What you are asked to do
Can you copy the blog page below word for word, starting at "Well yes, that" and ending at "than a proof."?

Given passage
◇ ◇ ◇ ◇ ◇

I have my bachelors in sociology and political science, having recently graduated from Utah State University. I co-founded SHAFT, but have also been active in the College Democrats and the Religious Studies Club. I was born in Utah to a loving LDS family. I left Mormonism in high school after discovering some disconcerting facts about its history. Like many ex-Mormons, I am now an agnostic atheist. I am amenable to being wrong, however. So should you disagree with me about religion (or anything, really), please challenge me. I welcome and enjoy a respectful debate. I love life, and am thankful for those things and people that make life worth loving: my family, my friends, my dogs, German rock, etc. Contact: jon.earl.adams@gmail.com

3 thoughts on “Link bomb #22

  1. > “Utahns (especially SLC residents) are still counted among the best looking people”

    Well yes, that highest rate of plastic surgery per capita has to be good for something (other than vanity…)

  2. I’ll spare you from look at the conversation itself, but r/Atheism had a post on how a lot of r/Christian people were justifying–biblically–the massacre in Norway.

    Remember the story where God sent bears to kill children?

  3. I give 5 stars to Austin Cline’s article on William of Ockham. I generally agree with William of Ockham, that God is not provable from within the material universe. I prefer, with Ockham, enjoying the non-overlapping magisteria of science and religion (using Stephen Jay Gould’s terms http://en.wikipedia.org/wiki/Non-overlapping_magisteria). I am still intrigued by the 5th ‘proof’ of a governing god given my Thomas Aquinas (http://www.fordham.edu/halsall/source/aquinas3.html), but only consider it a possible hint rather than a proof.

◇ ◇ ◇ ◇ ◇

Material provided
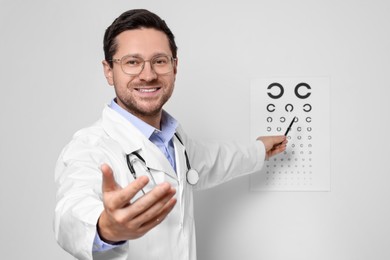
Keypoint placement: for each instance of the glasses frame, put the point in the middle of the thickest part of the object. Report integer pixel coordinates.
(143, 63)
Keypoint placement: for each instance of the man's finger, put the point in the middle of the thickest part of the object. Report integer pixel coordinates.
(124, 196)
(156, 199)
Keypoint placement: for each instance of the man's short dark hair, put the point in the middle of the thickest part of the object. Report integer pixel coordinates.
(130, 20)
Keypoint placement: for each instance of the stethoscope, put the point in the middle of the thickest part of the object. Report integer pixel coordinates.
(192, 175)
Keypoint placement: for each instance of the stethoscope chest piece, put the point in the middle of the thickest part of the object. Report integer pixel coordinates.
(192, 176)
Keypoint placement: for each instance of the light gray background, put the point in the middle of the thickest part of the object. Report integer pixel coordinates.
(52, 84)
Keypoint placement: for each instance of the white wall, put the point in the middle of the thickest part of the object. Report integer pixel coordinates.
(52, 84)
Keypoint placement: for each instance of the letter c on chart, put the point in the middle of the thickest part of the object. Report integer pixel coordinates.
(307, 107)
(289, 108)
(298, 87)
(280, 93)
(271, 109)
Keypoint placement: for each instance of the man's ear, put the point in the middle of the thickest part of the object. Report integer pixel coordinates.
(108, 73)
(176, 62)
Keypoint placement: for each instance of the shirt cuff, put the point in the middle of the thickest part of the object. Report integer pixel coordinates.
(99, 245)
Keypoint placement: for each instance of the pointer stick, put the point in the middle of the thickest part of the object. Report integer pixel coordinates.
(289, 127)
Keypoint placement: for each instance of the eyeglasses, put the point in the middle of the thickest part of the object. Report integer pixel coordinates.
(133, 65)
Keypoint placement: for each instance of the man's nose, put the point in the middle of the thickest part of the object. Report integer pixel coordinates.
(147, 73)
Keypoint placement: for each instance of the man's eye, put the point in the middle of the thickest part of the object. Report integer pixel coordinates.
(161, 61)
(132, 62)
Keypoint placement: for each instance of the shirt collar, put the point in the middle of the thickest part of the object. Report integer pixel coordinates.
(168, 123)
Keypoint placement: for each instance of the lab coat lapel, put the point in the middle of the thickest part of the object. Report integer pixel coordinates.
(119, 129)
(155, 159)
(181, 165)
(131, 140)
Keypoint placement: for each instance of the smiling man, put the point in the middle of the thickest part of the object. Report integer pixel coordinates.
(125, 184)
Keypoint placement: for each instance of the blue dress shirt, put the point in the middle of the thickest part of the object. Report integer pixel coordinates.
(163, 139)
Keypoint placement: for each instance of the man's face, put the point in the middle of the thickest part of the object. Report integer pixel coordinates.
(145, 94)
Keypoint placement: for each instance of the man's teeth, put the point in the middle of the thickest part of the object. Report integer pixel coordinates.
(147, 89)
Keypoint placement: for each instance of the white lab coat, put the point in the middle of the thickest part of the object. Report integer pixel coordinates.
(79, 182)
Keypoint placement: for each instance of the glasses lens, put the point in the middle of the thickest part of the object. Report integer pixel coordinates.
(162, 64)
(132, 65)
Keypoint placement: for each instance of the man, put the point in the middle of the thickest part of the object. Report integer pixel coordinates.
(125, 184)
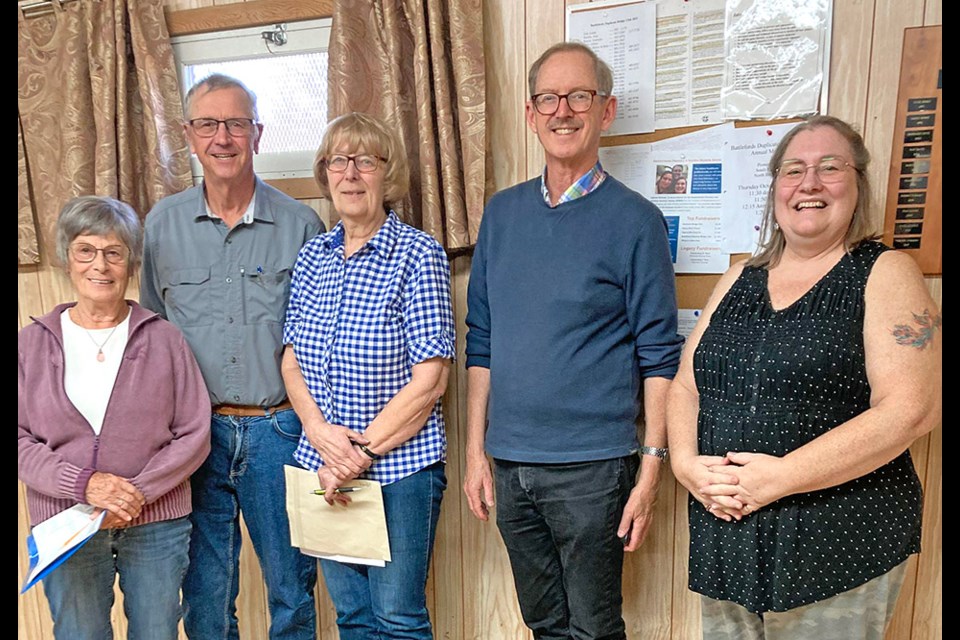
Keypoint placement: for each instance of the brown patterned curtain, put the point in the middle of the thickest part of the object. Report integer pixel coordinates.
(100, 106)
(27, 251)
(419, 65)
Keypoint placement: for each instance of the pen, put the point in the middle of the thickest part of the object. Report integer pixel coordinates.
(323, 492)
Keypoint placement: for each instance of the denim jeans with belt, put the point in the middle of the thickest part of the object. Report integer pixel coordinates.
(559, 523)
(151, 560)
(375, 603)
(244, 472)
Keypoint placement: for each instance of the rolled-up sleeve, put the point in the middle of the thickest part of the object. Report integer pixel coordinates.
(478, 307)
(651, 299)
(427, 310)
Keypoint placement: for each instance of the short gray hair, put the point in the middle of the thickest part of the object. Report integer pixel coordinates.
(213, 82)
(100, 216)
(601, 70)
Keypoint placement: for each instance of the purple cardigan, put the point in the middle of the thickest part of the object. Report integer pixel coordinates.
(156, 431)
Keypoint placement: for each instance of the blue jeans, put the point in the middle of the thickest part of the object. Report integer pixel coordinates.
(151, 560)
(244, 472)
(559, 523)
(389, 602)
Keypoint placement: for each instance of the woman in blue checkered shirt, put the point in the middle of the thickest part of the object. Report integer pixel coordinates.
(370, 339)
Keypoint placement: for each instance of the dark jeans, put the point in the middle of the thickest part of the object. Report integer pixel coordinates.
(559, 524)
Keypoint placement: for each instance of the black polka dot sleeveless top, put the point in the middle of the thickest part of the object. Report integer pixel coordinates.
(769, 382)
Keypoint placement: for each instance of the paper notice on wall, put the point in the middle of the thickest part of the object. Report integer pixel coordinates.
(687, 320)
(629, 163)
(777, 58)
(746, 156)
(624, 36)
(690, 62)
(688, 188)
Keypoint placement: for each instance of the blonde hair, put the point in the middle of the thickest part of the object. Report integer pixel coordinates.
(362, 132)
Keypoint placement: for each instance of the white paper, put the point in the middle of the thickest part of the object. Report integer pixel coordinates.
(624, 36)
(356, 532)
(629, 163)
(777, 57)
(746, 179)
(694, 213)
(56, 536)
(687, 320)
(370, 562)
(690, 62)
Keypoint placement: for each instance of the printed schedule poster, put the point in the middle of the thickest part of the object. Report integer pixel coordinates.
(624, 36)
(688, 188)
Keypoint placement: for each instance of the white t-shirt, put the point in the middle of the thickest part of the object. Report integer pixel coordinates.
(89, 382)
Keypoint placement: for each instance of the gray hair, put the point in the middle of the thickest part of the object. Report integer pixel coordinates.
(216, 81)
(100, 216)
(601, 70)
(771, 237)
(363, 133)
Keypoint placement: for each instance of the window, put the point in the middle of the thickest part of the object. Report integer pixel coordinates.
(290, 81)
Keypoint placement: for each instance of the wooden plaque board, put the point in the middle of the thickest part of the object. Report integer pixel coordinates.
(914, 222)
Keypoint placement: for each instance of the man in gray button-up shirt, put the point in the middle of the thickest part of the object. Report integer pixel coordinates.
(217, 263)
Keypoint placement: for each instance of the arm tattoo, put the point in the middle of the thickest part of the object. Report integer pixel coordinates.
(921, 335)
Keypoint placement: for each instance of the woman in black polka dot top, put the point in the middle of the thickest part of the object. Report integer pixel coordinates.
(813, 368)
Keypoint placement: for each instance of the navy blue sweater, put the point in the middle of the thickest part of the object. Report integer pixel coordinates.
(570, 308)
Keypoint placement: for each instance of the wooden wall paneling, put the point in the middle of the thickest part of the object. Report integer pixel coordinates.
(448, 555)
(927, 619)
(204, 17)
(890, 19)
(685, 614)
(648, 572)
(181, 5)
(850, 50)
(933, 12)
(252, 612)
(503, 23)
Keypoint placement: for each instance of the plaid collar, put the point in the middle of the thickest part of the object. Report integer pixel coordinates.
(584, 185)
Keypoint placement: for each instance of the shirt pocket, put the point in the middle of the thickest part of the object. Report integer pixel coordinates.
(187, 296)
(266, 291)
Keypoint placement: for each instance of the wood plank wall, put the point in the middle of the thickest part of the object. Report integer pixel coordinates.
(471, 592)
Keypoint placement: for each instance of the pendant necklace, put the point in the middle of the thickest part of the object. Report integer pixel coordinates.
(100, 355)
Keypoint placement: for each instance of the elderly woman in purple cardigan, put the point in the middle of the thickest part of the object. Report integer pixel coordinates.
(111, 412)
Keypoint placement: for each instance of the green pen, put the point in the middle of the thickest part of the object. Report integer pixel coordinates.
(323, 492)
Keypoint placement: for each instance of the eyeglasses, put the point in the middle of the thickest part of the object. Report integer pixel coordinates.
(829, 170)
(365, 163)
(208, 127)
(114, 254)
(579, 101)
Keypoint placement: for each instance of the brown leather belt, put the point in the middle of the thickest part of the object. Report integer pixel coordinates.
(249, 411)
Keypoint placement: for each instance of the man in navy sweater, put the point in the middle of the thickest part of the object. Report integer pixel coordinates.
(572, 312)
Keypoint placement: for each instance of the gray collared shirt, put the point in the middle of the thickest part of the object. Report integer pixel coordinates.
(226, 289)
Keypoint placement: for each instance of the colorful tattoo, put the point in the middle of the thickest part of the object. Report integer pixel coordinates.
(920, 336)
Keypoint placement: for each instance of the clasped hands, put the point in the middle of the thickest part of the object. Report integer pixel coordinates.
(117, 496)
(735, 485)
(342, 459)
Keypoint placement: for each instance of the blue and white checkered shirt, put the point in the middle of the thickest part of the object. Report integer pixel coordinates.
(357, 327)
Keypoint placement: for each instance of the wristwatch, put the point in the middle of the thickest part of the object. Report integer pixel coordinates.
(654, 451)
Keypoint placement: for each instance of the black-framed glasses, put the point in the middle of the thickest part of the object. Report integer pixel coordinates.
(829, 170)
(114, 254)
(208, 127)
(364, 162)
(579, 101)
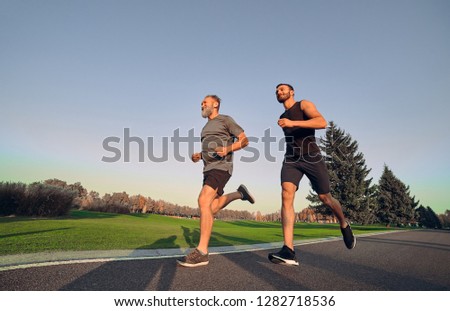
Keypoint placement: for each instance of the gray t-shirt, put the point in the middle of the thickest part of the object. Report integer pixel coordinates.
(219, 132)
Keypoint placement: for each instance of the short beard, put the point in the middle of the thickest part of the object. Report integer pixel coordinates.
(282, 99)
(206, 112)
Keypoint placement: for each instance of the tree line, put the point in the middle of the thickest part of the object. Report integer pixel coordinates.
(389, 202)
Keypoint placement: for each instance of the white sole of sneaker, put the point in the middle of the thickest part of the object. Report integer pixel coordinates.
(192, 265)
(282, 261)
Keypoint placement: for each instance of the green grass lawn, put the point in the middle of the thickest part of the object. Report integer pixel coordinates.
(83, 230)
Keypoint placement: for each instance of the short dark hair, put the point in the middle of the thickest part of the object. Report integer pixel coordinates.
(216, 98)
(290, 86)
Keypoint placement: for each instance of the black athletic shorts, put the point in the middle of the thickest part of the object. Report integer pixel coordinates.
(216, 179)
(313, 166)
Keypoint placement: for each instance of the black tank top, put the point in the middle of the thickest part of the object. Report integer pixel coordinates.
(299, 141)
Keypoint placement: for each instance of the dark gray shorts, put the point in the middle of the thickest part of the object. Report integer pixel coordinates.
(313, 167)
(216, 179)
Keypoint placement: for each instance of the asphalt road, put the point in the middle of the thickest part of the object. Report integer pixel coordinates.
(406, 261)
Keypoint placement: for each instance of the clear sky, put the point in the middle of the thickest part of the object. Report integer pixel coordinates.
(74, 73)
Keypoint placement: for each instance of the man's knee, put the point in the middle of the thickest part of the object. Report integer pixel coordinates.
(288, 192)
(326, 199)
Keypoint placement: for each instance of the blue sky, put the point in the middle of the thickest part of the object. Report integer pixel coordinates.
(73, 73)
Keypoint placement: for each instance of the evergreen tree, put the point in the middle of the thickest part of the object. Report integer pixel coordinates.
(348, 177)
(428, 218)
(394, 201)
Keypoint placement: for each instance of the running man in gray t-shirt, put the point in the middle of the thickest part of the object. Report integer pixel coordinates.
(221, 136)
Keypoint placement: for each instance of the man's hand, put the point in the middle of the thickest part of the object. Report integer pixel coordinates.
(222, 151)
(196, 157)
(285, 123)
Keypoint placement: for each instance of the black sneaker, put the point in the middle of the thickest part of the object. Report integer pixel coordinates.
(246, 196)
(194, 259)
(349, 238)
(285, 256)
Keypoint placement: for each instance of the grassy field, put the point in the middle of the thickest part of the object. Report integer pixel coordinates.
(83, 230)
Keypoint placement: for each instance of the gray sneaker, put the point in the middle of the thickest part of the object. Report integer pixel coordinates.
(246, 196)
(194, 259)
(349, 238)
(285, 256)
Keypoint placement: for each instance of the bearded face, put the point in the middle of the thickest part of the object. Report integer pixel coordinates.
(206, 111)
(283, 93)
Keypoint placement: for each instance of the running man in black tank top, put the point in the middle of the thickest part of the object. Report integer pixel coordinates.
(299, 122)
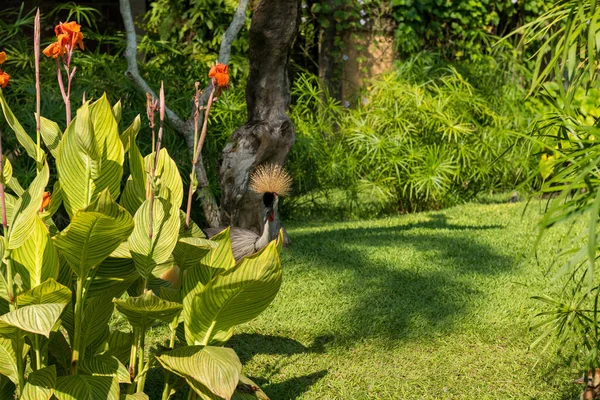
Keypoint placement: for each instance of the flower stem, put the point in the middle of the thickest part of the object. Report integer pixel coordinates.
(142, 379)
(77, 355)
(198, 151)
(133, 361)
(38, 107)
(167, 389)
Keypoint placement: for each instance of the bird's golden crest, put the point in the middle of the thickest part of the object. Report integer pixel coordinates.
(271, 178)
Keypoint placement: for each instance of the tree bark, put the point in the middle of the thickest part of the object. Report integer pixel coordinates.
(268, 135)
(185, 128)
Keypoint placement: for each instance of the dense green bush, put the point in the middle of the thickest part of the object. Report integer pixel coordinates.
(424, 136)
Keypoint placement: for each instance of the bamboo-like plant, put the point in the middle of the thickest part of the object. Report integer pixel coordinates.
(59, 289)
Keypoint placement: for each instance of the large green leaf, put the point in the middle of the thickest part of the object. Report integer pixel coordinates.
(96, 316)
(150, 252)
(235, 296)
(217, 369)
(90, 157)
(117, 111)
(48, 292)
(94, 233)
(118, 344)
(136, 396)
(8, 361)
(115, 274)
(36, 260)
(60, 350)
(26, 208)
(40, 384)
(84, 387)
(105, 365)
(51, 135)
(36, 318)
(143, 309)
(248, 390)
(24, 139)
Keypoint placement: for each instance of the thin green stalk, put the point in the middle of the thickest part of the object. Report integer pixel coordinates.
(133, 361)
(142, 379)
(36, 50)
(167, 389)
(18, 347)
(77, 355)
(39, 363)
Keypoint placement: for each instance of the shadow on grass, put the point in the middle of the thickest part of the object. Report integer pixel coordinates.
(248, 345)
(388, 299)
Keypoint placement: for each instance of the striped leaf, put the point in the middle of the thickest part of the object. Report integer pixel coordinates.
(93, 234)
(136, 396)
(134, 192)
(143, 309)
(248, 390)
(117, 111)
(235, 296)
(115, 274)
(97, 313)
(118, 344)
(8, 361)
(206, 369)
(26, 209)
(90, 157)
(51, 135)
(40, 384)
(48, 292)
(24, 139)
(130, 133)
(36, 318)
(85, 387)
(167, 179)
(36, 260)
(150, 252)
(60, 351)
(105, 365)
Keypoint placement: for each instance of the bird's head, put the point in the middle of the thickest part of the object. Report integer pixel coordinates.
(271, 202)
(271, 181)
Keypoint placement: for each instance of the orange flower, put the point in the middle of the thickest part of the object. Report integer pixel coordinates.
(45, 200)
(54, 50)
(4, 77)
(221, 74)
(69, 34)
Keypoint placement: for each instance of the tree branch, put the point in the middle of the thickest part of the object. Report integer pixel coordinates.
(185, 128)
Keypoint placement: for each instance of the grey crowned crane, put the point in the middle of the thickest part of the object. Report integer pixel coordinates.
(272, 182)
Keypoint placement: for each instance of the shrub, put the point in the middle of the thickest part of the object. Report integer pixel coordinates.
(423, 136)
(60, 287)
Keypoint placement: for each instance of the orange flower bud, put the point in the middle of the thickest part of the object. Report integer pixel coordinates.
(54, 50)
(221, 74)
(46, 200)
(4, 77)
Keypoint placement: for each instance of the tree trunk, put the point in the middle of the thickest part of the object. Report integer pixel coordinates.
(268, 135)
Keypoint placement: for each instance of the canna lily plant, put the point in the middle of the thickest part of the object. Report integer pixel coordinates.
(60, 289)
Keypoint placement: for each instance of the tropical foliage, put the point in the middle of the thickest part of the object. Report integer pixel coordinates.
(566, 77)
(60, 288)
(426, 135)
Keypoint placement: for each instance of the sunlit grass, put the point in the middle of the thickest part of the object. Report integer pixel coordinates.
(434, 305)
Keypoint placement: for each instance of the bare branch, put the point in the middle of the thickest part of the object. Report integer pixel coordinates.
(186, 128)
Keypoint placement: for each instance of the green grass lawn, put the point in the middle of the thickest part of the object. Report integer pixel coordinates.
(424, 306)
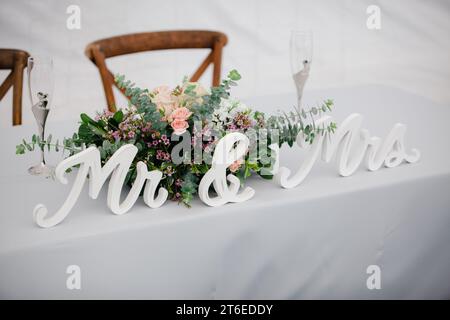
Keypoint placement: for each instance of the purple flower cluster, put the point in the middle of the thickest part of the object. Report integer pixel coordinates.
(162, 155)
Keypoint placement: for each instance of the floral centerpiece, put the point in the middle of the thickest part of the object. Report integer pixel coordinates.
(176, 130)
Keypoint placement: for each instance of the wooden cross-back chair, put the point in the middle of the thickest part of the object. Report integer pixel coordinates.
(16, 61)
(100, 50)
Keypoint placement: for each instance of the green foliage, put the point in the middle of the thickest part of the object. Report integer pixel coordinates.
(292, 123)
(70, 145)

◇ ◇ ◇ ◇ ◇

Expected output
Well yes, that highest rate of plastic surgery per capita has to be good for something (other than vanity…)

  2. I’ll spare you from look at the conversation itself, but r/Atheism had a post on how a lot of r/Christian people were justifying–biblically–the massacre in Norway.

    Remember the story where God sent bears to kill children?

  3. I give 5 stars to Austin Cline’s article on William of Ockham. I generally agree with William of Ockham, that God is not provable from within the material universe. I prefer, with Ockham, enjoying the non-overlapping magisteria of science and religion (using Stephen Jay Gould’s terms http://en.wikipedia.org/wiki/Non-overlapping_magisteria). I am still intrigued by the 5th ‘proof’ of a governing god given my Thomas Aquinas (http://www.fordham.edu/halsall/source/aquinas3.html), but only consider it a possible hint rather than a proof.